WORK TO COMPLETE: Every entry below should come back unchanged, except that the pictures are dropped.

(Stored records)
- Opening Delimiter -
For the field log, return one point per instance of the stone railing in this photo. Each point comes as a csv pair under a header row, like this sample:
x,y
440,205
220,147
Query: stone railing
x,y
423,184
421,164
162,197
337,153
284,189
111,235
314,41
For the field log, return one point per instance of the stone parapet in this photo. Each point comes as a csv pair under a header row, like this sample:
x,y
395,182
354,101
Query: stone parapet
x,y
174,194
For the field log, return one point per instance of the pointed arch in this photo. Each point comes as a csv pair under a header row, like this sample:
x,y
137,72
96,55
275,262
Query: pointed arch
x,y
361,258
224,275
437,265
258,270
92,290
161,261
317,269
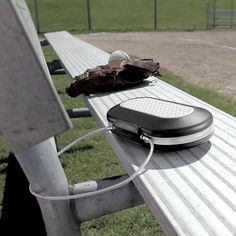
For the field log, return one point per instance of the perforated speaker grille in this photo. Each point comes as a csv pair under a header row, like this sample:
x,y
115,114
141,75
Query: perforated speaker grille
x,y
158,108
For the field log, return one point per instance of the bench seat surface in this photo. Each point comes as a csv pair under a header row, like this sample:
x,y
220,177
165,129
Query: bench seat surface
x,y
190,192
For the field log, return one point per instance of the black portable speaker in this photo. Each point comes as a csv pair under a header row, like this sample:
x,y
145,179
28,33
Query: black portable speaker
x,y
167,123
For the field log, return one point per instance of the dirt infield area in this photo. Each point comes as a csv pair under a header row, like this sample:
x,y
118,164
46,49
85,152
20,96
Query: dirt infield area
x,y
207,58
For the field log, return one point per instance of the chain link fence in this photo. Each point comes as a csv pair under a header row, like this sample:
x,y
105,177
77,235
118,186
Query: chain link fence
x,y
221,14
123,15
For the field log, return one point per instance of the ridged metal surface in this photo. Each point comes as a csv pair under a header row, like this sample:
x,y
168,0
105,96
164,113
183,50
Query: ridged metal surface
x,y
190,192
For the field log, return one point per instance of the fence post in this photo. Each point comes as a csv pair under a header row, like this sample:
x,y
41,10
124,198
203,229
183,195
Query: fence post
x,y
89,16
155,14
36,7
207,14
214,14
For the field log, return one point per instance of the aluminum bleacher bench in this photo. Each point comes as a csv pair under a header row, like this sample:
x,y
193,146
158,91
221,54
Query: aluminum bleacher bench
x,y
191,191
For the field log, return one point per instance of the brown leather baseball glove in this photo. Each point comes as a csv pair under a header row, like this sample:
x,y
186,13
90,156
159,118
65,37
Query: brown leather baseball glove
x,y
103,78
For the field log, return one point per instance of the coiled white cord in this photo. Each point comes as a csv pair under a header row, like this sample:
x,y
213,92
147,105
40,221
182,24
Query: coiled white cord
x,y
139,171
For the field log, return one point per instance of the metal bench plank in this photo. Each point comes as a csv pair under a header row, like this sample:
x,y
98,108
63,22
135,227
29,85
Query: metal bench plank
x,y
26,92
190,192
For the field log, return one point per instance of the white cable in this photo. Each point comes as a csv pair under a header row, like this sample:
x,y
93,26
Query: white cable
x,y
139,171
82,138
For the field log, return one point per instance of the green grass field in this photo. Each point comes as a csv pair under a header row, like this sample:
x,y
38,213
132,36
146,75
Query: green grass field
x,y
123,15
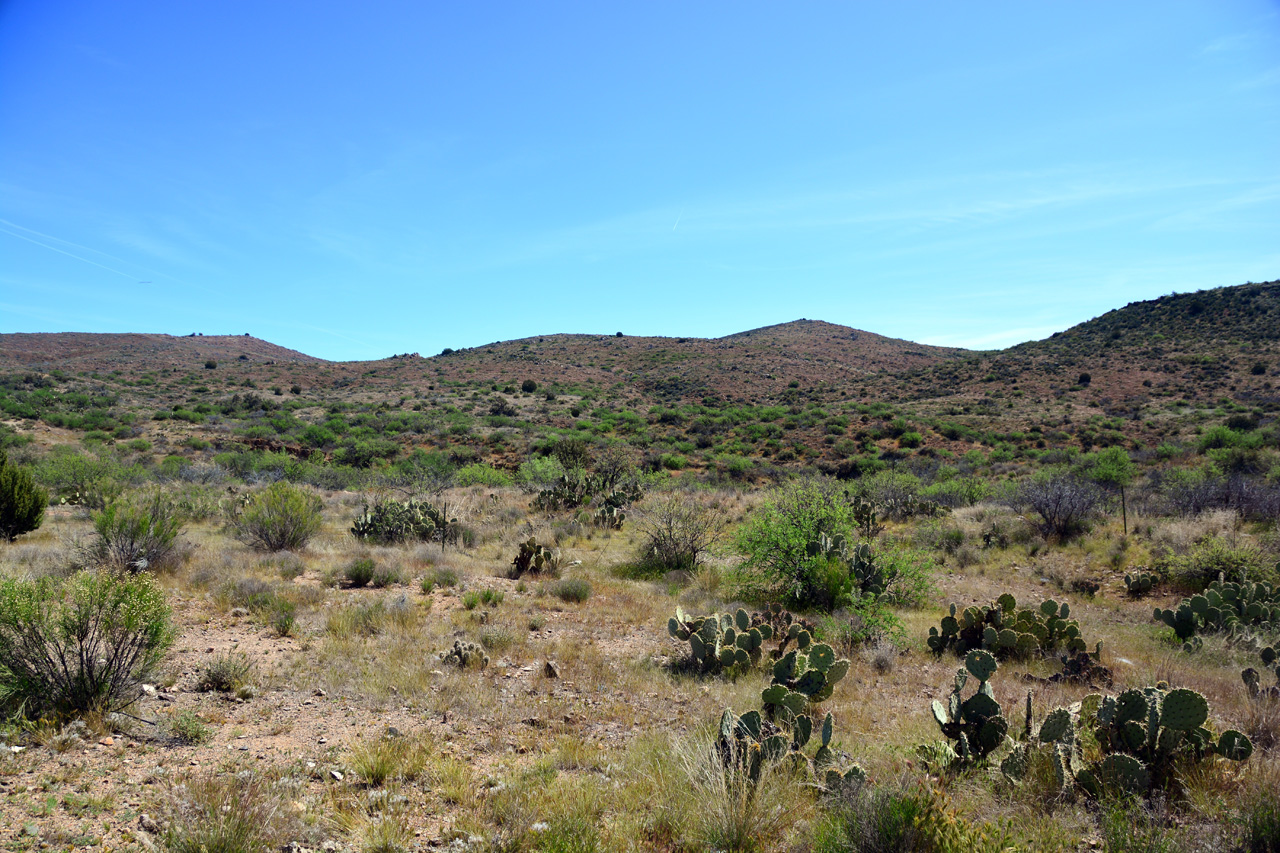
- Closing Delimiter -
TASK OUTPUT:
For the field log, return one point per instance of the stone railing in this photo. Each point comes as a csv pair under a header row, like this sample:
x,y
440,205
220,147
Query: stone railing
x,y
423,184
421,164
162,197
337,153
284,189
111,235
314,41
For the field log, return one point per instance of the stone parapet in this photo. Each point comes as a csv pair under a header row, like this sample:
x,y
395,182
354,101
Query: stone parapet
x,y
174,194
For the field log, return one point per instance of the pointed arch in this photo. Each point comes as a csv pair under a header row, like this sample:
x,y
137,72
96,55
275,262
Query: pointed arch
x,y
361,258
224,275
437,265
258,270
92,290
161,261
317,269
For the field log, return one point per instance of the perforated speaker grille in this photo. Each point comes as a csv pair under a header row, like this sample:
x,y
115,114
141,75
Query: perforated speaker grille
x,y
158,108
For the field log, return one point per instance of the bench seat surface in this photo. Each point comes as a csv pair under a header row, like this sample:
x,y
220,177
165,129
Query: bench seat surface
x,y
190,192
For the field log, return one point per instance of the black portable speaker in this photo. Each point comes as a csv pair under a header row, like this sample:
x,y
145,179
28,33
Query: black portable speaker
x,y
167,123
For the field log, return one point per instance of the dirt infield area in this photo. Each point comes as a csv pair under a header row, like this sample:
x,y
118,164
46,49
85,152
20,96
Query: dirt infield area
x,y
207,58
For the field log, return one point per instance of the chain link fence in this photo. Each point comes as a csv pair under a header row, like this sample:
x,y
105,177
77,235
118,186
Query: chain link fence
x,y
221,14
123,15
For the field log, return one point per instance of the ridged metal surface in this photo. Each point comes as a csv pair under a header row, like this sample:
x,y
168,0
105,96
164,113
183,50
Query: ridged metal surface
x,y
190,192
For the field log, return one point per instance of the fence post in this photo. Each point comes as a csv pair under a header row, like this sample:
x,y
41,10
124,198
203,229
183,195
Query: fence post
x,y
89,16
155,14
36,7
207,14
214,14
For the field log, return one point per instance of the aluminum bleacher bench in this photo. Each point comes as a csv pair under a header row, like this sample:
x,y
193,146
158,91
221,54
Query: aluminum bleacher bench
x,y
191,191
For the field log, return one point per instance of the brown leather baseball glove in this photo. Each point comes as a csv pair under a header row, like this sample:
x,y
186,13
90,156
159,118
65,37
Query: brown leather baseball glove
x,y
103,78
For the field log, return one point per instance of the coiled white cord in this photo. Each point comes as a csv pair under a header row, like this sample:
x,y
213,92
147,105
40,221
182,24
Query: coiled white cord
x,y
139,171
For the field log, return one point per instance of the metal bench plank in this photo. Each point comes as a csv pair under a header row, like this sample:
x,y
98,108
63,22
135,227
29,85
Query: metal bench plank
x,y
26,92
190,192
For the field log, return one point per instance of the white cable in this photo. Each point comes as a csv pair under a header row, like this sample:
x,y
93,26
Query: white cable
x,y
139,171
82,138
For the field log, return one point per instance of the green grass field in this photo. Each point comes as a csv pair under a header row, like this sample:
x,y
38,213
132,36
146,75
Query: green grass field
x,y
123,15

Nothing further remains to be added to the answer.